### 原文摘录
Linux内核抢占机制(preempt)

来源：互联网发布：手机网络gsm cdma lte 编辑：程序博客网时间：2024/06/05 20:47

早期的Linux核心是不可抢占的。它的调度方法是：一个进程可以通过schedule()函数自愿地启动一次调度。非自愿的强制性调度只能发生在每次从系统调用返回的前夕以及每次从中断或异常处理返回到用户空间的前夕。但是，如果在系统空间发生中断或异常是不会引起调度的。这种方式使内核实现得以简化。但常存在下面两个问题：
如果这样的中断发生在内核中,本次中断返回是不会引起调度的,而要到最初使CPU从用户空间进入内核空间的那次系统调用或中断(异常)返回时才会发生调度。
另外一个问题是优先级反转。在Linux中，在核心态运行的任何操作都要优先于用户态进程，这就有可能导致优先级反转问题的出现。例如，一个低优先级的用户进程由于执行软/硬中断等原因而导致一个高优先级的任务得不到及时响应。
当前的Linux内核加入了内核抢占(preempt)机制。内核抢占指用户程序在执行系统调用期间可以被抢占，该进程暂时挂起，使新唤醒的高优先级进程能够运行。这种抢占并非可以在内核中任意位置都能安全进行，比如在临界区中的代码就不能发生抢占。临界区是指同一时间内不可以有超过一个进程在其中执行的指令序列。在Linux内核中这些部分需要用自旋锁保护。
内核抢占要求内核中所有可能为一个以上进程共享的变量和数据结构就都要通过互斥机制加以保护，或者说都要放在临界区中。在抢占式内核中，认为如果内核不是在一个中断处理程序中，并且不在被 spinlock等互斥机制保护的临界代码中，就认为可以"安全"地进行进程切换。

### 小练习 a
在记录中，从开头一直到包含“[[[36,90],[49,90],[49,80],[46,79],[35,80],[34,87]]]”的那一行（含该行），把“floor lamp shade”换成“table lamp shade”，其余内容不变，写出这几行。

### 所示数据

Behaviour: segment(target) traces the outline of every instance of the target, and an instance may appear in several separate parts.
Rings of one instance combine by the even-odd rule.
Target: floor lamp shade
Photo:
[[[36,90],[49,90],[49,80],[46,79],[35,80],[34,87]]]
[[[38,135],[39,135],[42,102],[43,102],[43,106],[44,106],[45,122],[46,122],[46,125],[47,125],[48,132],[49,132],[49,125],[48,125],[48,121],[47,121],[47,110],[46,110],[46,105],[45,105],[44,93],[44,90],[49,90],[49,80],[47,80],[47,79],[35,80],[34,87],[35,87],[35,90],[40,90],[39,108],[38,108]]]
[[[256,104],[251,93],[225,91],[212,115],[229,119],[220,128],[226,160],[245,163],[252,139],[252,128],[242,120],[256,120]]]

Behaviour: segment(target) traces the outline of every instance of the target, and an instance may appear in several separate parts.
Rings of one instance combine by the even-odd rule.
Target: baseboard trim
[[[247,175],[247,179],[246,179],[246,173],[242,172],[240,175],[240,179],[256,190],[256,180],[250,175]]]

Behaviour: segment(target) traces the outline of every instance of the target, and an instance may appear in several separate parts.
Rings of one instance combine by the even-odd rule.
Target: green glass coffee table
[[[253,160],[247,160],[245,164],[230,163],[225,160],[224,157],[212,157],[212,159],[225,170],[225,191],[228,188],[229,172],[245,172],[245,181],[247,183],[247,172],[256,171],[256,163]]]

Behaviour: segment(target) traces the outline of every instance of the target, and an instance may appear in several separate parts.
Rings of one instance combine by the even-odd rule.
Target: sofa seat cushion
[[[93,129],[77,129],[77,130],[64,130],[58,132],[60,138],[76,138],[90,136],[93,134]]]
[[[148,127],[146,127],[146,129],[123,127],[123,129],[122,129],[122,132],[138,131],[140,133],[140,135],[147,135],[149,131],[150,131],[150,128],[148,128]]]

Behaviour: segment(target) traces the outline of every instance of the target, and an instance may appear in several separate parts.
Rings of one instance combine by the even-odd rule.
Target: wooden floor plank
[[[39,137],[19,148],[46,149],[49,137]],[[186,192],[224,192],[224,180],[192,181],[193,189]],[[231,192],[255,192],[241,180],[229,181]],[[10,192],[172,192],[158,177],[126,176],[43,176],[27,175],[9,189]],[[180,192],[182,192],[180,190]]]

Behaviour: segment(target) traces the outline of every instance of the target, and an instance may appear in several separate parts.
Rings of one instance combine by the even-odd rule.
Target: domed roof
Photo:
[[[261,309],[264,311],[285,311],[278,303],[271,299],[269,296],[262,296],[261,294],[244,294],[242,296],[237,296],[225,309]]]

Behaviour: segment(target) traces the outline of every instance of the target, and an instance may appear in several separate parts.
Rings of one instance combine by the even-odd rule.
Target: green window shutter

### 小练习 b
从讲Linux内核抢占的原文摘录中，一字不改地抄出从“Linux内核抢占机制(preempt)”起到“优先级的任务得不到及时响应。”为止（含这两处）的文字。

### 练习答案 a
Behaviour: segment(target) traces the outline of every instance of the target, and an instance may appear in several separate parts.
Rings of one instance combine by the even-odd rule.
Target: table lamp shade
Photo:
[[[36,90],[49,90],[49,80],[46,79],[35,80],[34,87]]]

### 练习答案 b
Linux内核抢占机制(preempt)

来源：互联网发布：手机网络gsm cdma lte 编辑：程序博客网时间：2024/06/05 20:47

早期的Linux核心是不可抢占的。它的调度方法是：一个进程可以通过schedule()函数自愿地启动一次调度。非自愿的强制性调度只能发生在每次从系统调用返回的前夕以及每次从中断或异常处理返回到用户空间的前夕。但是，如果在系统空间发生中断或异常是不会引起调度的。这种方式使内核实现得以简化。但常存在下面两个问题：
如果这样的中断发生在内核中,本次中断返回是不会引起调度的,而要到最初使CPU从用户空间进入内核空间的那次系统调用或中断(异常)返回时才会发生调度。
另外一个问题是优先级反转。在Linux中，在核心态运行的任何操作都要优先于用户态进程，这就有可能导致优先级反转问题的出现。例如，一个低优先级的用户进程由于执行软/硬中断等原因而导致一个高优先级的任务得不到及时响应。